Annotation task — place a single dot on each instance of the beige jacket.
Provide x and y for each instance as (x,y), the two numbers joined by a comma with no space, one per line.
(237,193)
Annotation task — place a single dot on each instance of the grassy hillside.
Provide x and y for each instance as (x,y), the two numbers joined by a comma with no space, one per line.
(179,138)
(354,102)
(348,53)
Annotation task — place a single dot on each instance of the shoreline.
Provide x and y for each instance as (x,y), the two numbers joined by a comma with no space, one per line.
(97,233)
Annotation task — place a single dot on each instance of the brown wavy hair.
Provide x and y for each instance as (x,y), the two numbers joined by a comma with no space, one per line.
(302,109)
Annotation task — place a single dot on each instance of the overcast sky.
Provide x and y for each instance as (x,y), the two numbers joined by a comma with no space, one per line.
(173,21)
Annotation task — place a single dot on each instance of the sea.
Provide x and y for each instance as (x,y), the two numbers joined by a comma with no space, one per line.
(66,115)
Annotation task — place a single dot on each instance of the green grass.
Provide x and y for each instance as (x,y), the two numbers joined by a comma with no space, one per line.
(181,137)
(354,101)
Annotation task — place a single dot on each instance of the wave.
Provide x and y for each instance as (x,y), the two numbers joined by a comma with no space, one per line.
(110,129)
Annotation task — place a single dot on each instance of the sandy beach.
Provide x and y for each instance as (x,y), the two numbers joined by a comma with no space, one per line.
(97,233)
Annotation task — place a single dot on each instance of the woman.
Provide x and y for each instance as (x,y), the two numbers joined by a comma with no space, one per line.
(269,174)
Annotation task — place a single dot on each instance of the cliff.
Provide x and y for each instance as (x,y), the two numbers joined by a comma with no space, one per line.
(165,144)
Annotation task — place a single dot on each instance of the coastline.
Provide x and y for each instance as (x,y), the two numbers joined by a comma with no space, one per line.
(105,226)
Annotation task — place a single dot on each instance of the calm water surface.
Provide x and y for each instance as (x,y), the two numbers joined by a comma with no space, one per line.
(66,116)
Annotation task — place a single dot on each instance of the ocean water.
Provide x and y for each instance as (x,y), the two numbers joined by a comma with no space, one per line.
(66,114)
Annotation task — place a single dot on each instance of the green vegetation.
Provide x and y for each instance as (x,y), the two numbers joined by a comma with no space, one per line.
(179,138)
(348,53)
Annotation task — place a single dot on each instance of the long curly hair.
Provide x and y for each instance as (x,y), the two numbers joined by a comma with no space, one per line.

----------------

## GOAL:
Put the stretch of the material from the line containing "of the cliff." through the end of the material into a JSON list of strings, with one string per line and any blank lines omitted.

## RESPONSE TO THIS TASK:
[
  "Annotation task — place a single dot on each instance of the cliff.",
  "Provide x and y for each instance as (x,y), the two numbers joined by a comma with no space, one per line.",
  "(165,144)",
  "Annotation task — place a single dot on each instance of the coastline.",
  "Provide x and y for each instance as (x,y), the two numbers joined by a comma with no space, one per line.",
  "(105,226)",
  "Annotation task — place a single dot on each instance of the calm water surface.",
  "Provide x and y for each instance as (x,y), the two numbers joined by a comma with no space, one per line.",
  "(66,116)",
  "Annotation task — place a single dot on each instance of the ocean water.",
  "Provide x and y for each instance as (x,y), the two numbers joined by a comma with no space, one per line.",
  "(66,114)",
  "Annotation task — place a single dot on each instance of the green vegetation.",
  "Provide x and y for each instance as (x,y), the two numbers joined by a comma with no space, one per line.",
  "(179,138)",
  "(348,53)",
  "Annotation task — place a single dot on each instance of the long curly hair.",
  "Provide x and y for each instance as (x,y), the two numbers joined by a comma with no space, one per line."
]